■ Task brief
Format the lines from the one containing "the horse's tail" through the final line as a numbered list, omitting any blank lines.

■ Data excerpts
(begin)

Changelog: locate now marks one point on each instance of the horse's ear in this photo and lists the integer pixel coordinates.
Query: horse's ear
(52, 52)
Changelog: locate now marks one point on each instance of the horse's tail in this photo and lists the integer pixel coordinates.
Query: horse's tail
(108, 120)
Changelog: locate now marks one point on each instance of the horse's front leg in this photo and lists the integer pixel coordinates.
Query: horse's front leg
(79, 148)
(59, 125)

(end)

■ The response
1. Changelog: locate now marks one point on each instance of the horse's tail in this photo and lists the integer pixel coordinates.
2. Query: horse's tail
3. (108, 120)
4. Changelog: locate now marks one point on each instance of the horse's front leg in this photo and lists the integer pixel coordinates.
5. Query: horse's front leg
6. (79, 148)
7. (59, 125)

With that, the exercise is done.